TEXTAUSZUG:
--------------------------------------------------

# Fehler beim Parsen der Skin-Ordner



## Maladin (26. Februar 2008)

Ich habe im laufenden Betrieb eine selbst erstellte Skin in den BLASC Skinordner abgelegt. Bei der Auswahl traten dann plötzlich Mehrfachnennungen auf. Im Dropdown "Classic, Modern, ttk, Classic, Modern". Je öfter ich dann mit "Übernehmen" den Skin  wechselte, wurde die Liste länger.

Hier die Datei zum vergleichen und testen http://www.savefile.com/files/1404052

/wink Fenvar


----------



## Maladin (26. Februar 2008)

Hab doch nicht geträumt. Hier ist der Fehler schon wieder.




			Dieser Inhalt steht nur eingeloggten Mitgliedern zur Verfügung.

--------------------------------------------------

DATENSÄTZE:

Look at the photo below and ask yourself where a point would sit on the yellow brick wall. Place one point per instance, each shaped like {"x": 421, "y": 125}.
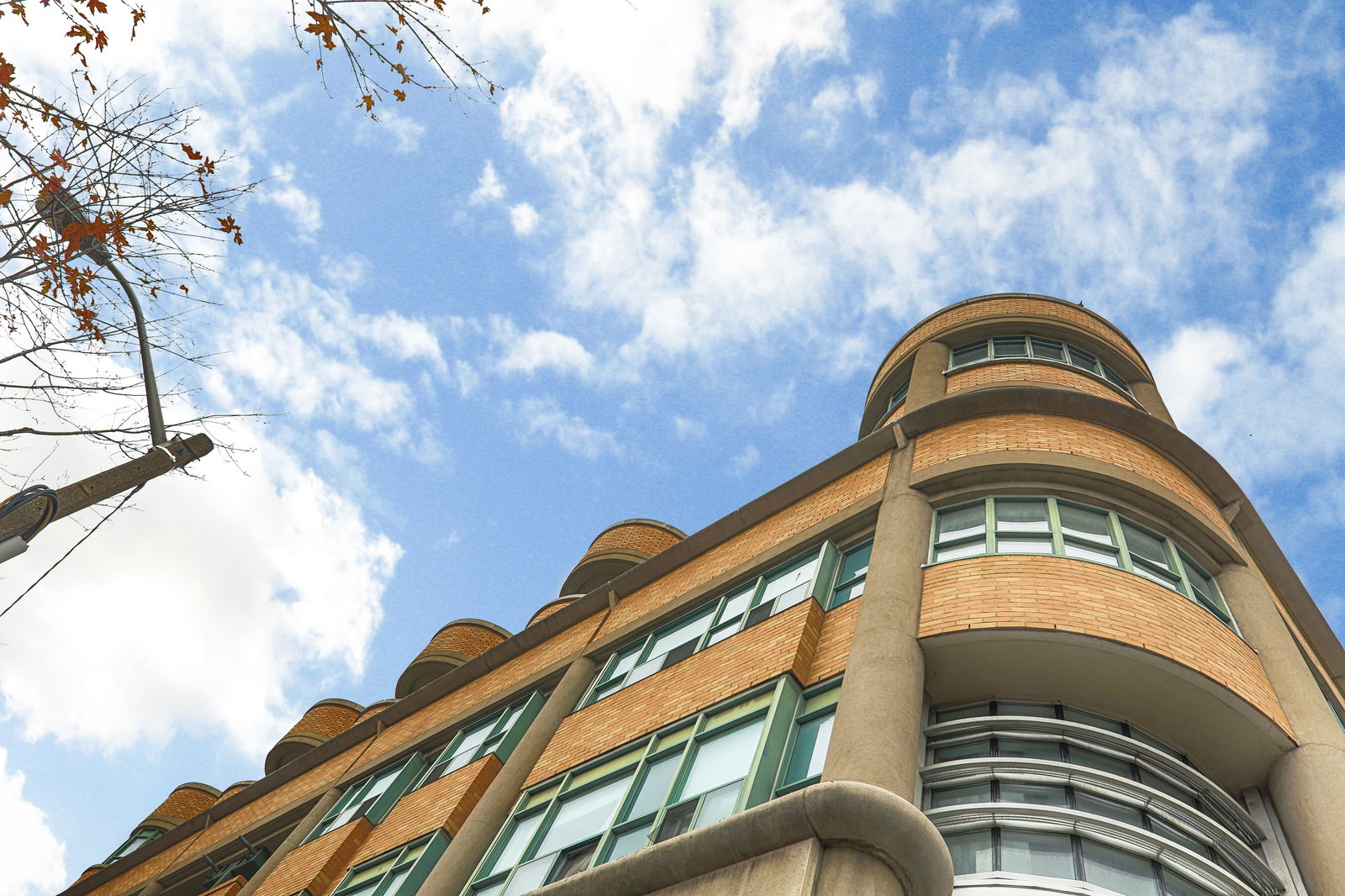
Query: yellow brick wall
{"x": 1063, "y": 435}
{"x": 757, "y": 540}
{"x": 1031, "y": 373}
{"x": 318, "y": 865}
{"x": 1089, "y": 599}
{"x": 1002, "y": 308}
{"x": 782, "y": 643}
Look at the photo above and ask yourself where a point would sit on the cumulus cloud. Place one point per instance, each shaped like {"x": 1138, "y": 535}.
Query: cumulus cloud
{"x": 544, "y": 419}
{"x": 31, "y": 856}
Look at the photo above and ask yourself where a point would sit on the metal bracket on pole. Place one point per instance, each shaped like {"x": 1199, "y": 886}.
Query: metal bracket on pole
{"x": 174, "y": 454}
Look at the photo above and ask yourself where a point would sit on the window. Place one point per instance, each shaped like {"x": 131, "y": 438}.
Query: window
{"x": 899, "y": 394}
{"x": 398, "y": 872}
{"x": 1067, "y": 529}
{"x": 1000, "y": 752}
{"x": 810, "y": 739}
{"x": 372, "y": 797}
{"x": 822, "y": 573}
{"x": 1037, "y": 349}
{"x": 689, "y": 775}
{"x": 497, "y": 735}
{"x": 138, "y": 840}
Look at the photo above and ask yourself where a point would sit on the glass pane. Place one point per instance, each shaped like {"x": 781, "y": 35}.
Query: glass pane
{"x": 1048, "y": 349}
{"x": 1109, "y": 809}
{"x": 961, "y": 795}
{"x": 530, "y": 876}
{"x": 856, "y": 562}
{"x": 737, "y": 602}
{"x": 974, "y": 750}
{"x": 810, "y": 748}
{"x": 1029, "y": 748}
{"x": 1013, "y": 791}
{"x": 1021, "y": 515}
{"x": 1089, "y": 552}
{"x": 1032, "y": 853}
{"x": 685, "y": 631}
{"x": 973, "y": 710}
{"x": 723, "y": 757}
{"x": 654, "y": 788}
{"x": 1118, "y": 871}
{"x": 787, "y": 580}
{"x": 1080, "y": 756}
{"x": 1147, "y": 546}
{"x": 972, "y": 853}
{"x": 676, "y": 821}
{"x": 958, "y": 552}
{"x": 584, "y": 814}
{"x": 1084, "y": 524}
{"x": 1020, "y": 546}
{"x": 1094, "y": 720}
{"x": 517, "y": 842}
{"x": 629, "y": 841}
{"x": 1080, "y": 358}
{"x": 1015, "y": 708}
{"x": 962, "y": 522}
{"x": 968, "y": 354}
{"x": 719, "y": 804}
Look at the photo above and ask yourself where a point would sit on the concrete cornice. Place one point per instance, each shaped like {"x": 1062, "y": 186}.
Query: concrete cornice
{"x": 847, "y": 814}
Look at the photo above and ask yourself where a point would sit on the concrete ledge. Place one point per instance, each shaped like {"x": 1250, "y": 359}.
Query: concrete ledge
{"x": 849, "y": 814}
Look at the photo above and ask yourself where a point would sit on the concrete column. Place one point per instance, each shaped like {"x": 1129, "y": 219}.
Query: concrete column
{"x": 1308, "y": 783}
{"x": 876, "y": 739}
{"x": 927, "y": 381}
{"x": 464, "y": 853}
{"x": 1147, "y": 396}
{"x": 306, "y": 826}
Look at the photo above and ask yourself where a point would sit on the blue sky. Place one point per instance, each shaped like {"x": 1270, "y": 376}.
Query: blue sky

--------------------------------------------------

DIE AUFGABE: Bitte schreib den vollständigen Textauszug unverändert ab. Die Auflistung stammt aus einer anderen Quelle.

ERLEDIGTE AUFGABE:
# Fehler beim Parsen der Skin-Ordner



## Maladin (26. Februar 2008)

Ich habe im laufenden Betrieb eine selbst erstellte Skin in den BLASC Skinordner abgelegt. Bei der Auswahl traten dann plötzlich Mehrfachnennungen auf. Im Dropdown "Classic, Modern, ttk, Classic, Modern". Je öfter ich dann mit "Übernehmen" den Skin  wechselte, wurde die Liste länger.

Hier die Datei zum vergleichen und testen http://www.savefile.com/files/1404052

/wink Fenvar


----------



## Maladin (26. Februar 2008)

Hab doch nicht geträumt. Hier ist der Fehler schon wieder.




			Dieser Inhalt steht nur eingeloggten Mitgliedern zur Verfügung.